Stored dataset items

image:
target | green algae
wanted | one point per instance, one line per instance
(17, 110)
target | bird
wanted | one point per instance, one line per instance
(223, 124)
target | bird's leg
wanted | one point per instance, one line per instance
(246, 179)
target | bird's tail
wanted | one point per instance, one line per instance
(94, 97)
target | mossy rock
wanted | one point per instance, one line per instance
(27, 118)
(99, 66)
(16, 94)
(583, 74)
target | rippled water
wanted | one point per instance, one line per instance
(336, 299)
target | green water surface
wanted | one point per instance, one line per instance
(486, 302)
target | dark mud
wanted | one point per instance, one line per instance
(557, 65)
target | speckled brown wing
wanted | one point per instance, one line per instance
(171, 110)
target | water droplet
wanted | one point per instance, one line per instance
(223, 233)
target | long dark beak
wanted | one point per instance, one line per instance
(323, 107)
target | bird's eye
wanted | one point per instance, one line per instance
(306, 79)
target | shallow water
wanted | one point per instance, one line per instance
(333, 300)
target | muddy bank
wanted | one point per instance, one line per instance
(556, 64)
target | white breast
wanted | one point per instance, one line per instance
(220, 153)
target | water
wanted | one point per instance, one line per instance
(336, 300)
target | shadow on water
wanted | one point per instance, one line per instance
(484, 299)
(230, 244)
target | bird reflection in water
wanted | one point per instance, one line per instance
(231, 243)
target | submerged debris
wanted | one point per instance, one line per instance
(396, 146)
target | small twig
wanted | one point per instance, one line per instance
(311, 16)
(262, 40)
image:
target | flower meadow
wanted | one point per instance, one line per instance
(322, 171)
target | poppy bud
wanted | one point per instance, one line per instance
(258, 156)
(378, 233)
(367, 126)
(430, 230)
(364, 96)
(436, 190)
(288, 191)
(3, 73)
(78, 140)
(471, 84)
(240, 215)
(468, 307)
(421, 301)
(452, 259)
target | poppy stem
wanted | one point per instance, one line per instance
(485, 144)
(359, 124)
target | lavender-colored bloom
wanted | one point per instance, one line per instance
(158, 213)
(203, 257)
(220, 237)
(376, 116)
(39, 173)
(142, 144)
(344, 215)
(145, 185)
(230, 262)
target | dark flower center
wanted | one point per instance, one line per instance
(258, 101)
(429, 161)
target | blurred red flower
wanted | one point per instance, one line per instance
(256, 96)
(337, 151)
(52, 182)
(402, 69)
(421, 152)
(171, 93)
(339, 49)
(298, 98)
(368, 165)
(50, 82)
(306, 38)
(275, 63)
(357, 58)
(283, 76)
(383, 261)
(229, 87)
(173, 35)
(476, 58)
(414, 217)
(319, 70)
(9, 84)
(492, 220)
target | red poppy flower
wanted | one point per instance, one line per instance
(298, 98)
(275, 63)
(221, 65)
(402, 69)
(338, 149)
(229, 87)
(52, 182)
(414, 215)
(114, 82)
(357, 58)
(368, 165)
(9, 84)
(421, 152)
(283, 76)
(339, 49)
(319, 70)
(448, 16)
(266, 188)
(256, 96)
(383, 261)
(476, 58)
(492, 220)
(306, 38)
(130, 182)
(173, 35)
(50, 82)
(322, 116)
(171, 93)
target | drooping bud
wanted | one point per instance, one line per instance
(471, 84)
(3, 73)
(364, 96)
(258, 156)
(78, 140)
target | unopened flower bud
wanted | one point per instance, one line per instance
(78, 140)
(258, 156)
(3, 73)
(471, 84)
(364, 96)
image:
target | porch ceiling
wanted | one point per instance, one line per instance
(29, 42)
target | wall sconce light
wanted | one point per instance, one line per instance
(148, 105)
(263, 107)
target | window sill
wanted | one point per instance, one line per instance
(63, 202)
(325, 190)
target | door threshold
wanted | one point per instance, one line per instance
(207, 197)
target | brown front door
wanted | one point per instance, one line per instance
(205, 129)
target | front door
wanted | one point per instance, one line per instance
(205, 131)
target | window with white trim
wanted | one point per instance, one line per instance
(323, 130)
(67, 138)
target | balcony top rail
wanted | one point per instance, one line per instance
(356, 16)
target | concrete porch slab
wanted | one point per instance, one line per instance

Exercise directions - The answer should be an exact copy of the lines from the first line of the data through the line with "target | poppy bud" and should contain nothing else.

Solution -
image:
target | green algae
wanted | one point per instance, one line per instance
(17, 110)
target | bird
wanted | one point per instance, one line per instance
(223, 124)
target | bird's leg
wanted | one point per instance, one line per instance
(246, 179)
target | bird's tail
wanted | one point per instance, one line per instance
(94, 97)
target | mossy rock
wanted | one point per instance, one line per instance
(27, 118)
(99, 66)
(16, 94)
(583, 74)
target | rippled water
wanted | one point per instance, one line per instance
(336, 299)
target | green water surface
wanted | one point per instance, one line per instance
(486, 302)
target | dark mud
wanted | one point per instance, one line per instance
(557, 65)
target | speckled brown wing
wanted | one point per instance, one line per instance
(171, 110)
target | water droplet
wanted | one point per instance, one line per instance
(223, 233)
target | long dark beak
wanted | one point per instance, one line per instance
(323, 107)
target | bird's eye
wanted | one point per instance, one line per instance
(306, 79)
target | shallow water
wanted | one point per instance, one line per instance
(333, 300)
target | muddy bank
wanted | one point per instance, one line per instance
(556, 64)
target | white breast
wanted | one point per instance, one line per instance
(220, 153)
target | water
wanted | one point per instance, one line per instance
(336, 300)
target | shadow on water
wanted | one point per instance, one line per instance
(484, 299)
(230, 244)
target | bird reflection in water
wanted | one point per instance, one line per instance
(231, 243)
target | submerged debris
wanted | one point per instance, one line per instance
(396, 146)
target | small twig
wanted | one point per instance, one line per instance
(311, 16)
(262, 40)
image:
target | flower meadow
wanted | one point per instance, one line per instance
(322, 171)
target | poppy bud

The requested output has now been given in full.